Task material –
===

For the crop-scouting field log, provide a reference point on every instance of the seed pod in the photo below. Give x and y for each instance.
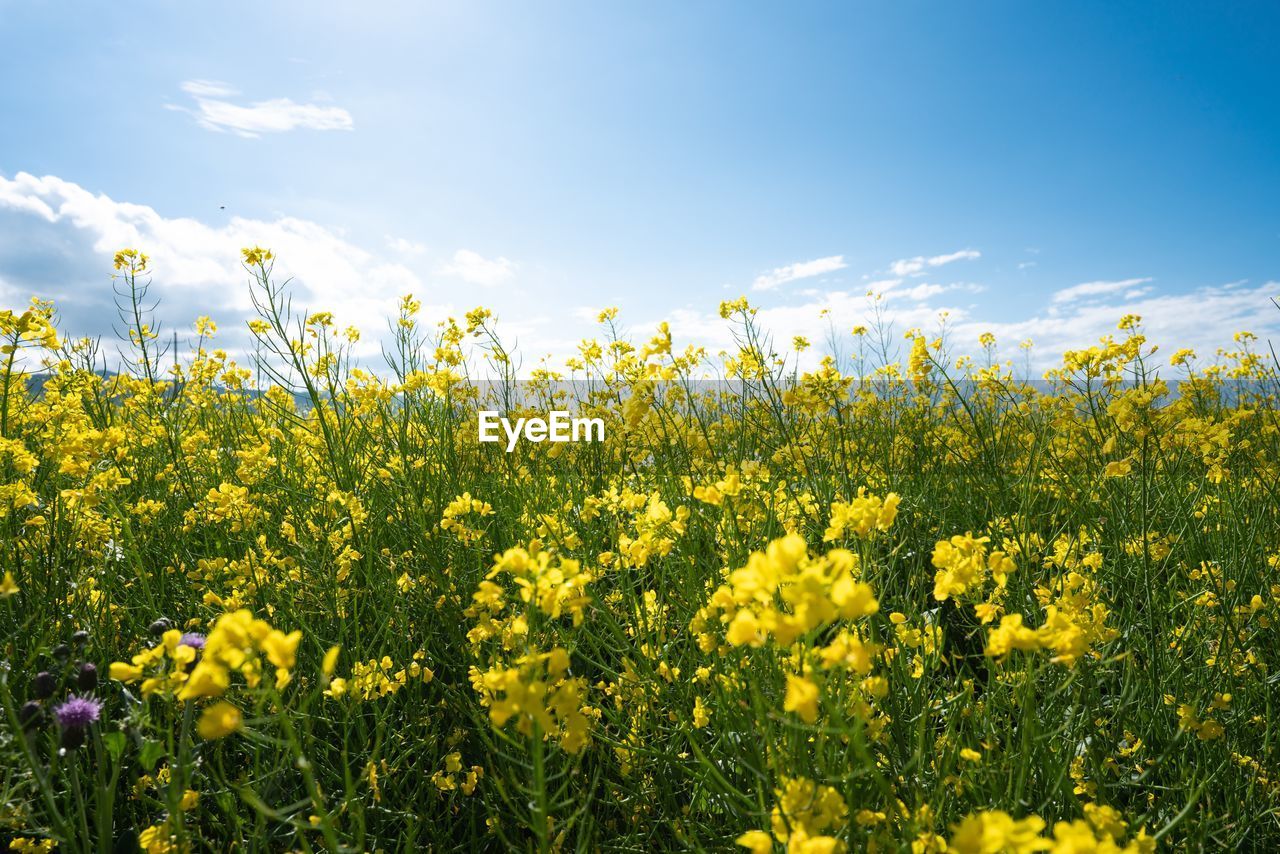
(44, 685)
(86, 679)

===

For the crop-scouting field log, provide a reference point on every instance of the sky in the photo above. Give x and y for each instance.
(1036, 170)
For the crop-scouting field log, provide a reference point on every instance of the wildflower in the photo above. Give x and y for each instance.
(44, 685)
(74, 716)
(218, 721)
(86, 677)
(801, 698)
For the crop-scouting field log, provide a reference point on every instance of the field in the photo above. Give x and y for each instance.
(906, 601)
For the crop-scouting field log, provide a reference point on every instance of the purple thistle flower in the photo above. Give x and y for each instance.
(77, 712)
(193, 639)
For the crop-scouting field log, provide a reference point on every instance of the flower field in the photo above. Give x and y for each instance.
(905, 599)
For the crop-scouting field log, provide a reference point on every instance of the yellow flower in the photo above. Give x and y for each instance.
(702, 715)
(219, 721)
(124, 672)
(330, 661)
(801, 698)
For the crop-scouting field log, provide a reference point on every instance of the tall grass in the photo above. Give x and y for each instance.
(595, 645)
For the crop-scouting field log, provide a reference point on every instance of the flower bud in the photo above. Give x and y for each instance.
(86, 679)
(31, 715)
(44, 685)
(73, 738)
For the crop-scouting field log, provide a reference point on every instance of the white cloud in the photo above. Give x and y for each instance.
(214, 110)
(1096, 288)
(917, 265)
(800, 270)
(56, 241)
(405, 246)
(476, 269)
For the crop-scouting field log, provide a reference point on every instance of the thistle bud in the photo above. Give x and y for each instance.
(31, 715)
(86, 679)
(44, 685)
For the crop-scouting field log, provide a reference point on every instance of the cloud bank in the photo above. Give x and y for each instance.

===

Exercise –
In the listing above, locate the line containing "of the yellow" and the line containing "of the cloud". Extract those two lines and every line between them, exactly as written, and only those.

Result of the task –
For the crop-scouting field log, provide a reference point on every instance of the yellow flower in the photo above. Give x and y for each instance.
(702, 715)
(219, 721)
(124, 672)
(330, 661)
(801, 698)
For the crop-scouting field log, provide a reference point on every instance of the tall grass in the photo above. Give x and y for each instance.
(595, 645)
For the crop-scouting field log, provide a reference point on every instance of the flower bud in the photo above. Give x and y for each instance.
(86, 679)
(31, 715)
(44, 685)
(73, 738)
For the crop-scouting field log, provide a reference point on every instance of the white cloud in the photo above. Give x and y for each instance.
(214, 110)
(1096, 288)
(917, 265)
(800, 270)
(56, 241)
(405, 246)
(476, 269)
For the crop-scouting field log, provide a reference point on every instance of the thistle bud in the photo above. Give x and y for each instance.
(31, 715)
(86, 679)
(44, 685)
For the crop-scouting field log, provide a reference point on every instance of the cloud bank in the photo above. Give x and y for each instance.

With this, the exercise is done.